● **EXERCISE DETAILS**: In the GLSL loop question, reproduce word for word the passage starting at "Building on previous" and ending at "messing with #DEFINEs.".

0

I want to calculate the per-row minimum of a matrix of floats in GLSL in the browser, of about 1000 rows, 4000 columns.

Building on previous answers (see this) I used a for loop. However I would like to use a uniform for the upper bound, which is not possible in WebGL GLSL ES 1.0. This is because the length of the row is defined after the fragment shader, and I'd like to avoid messing with #DEFINEs.

So I found out that this workaround - fixed cycle length with a if/break defined by a uniform - works ok:

#define MAX_INT 65536
  
void main(void) {
  float m = 0.0;
  float k = -1.0;
  int   r = 40;

  for(int i = 0; i < MAX_INT; ++i){
    float ndx = floor(gl_FragCoord.y) * float(r) + float(i); 
    float a = getPoint(values, dimensions, ndx).x;
    m = m > a ? m : a;
    if (i >= r) { break; }
  };
}

Now the question: does this have big drawbacks? Is there something weird I am doing and I'm missing something?

● **DATASET EXCERPTS**:
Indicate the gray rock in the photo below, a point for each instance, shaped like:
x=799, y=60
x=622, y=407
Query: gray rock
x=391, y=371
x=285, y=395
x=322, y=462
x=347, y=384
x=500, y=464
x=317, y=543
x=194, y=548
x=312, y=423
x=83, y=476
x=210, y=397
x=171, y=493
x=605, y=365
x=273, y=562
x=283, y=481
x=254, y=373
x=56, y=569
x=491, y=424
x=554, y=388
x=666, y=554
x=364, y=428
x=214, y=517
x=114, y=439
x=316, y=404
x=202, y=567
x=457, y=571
---
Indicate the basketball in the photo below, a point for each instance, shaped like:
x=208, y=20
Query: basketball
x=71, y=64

● **RESULT OF THE TASK**:
Building on previous answers (see this) I used a for loop. However I would like to use a uniform for the upper bound, which is not possible in WebGL GLSL ES 1.0. This is because the length of the row is defined after the fragment shader, and I'd like to avoid messing with #DEFINEs.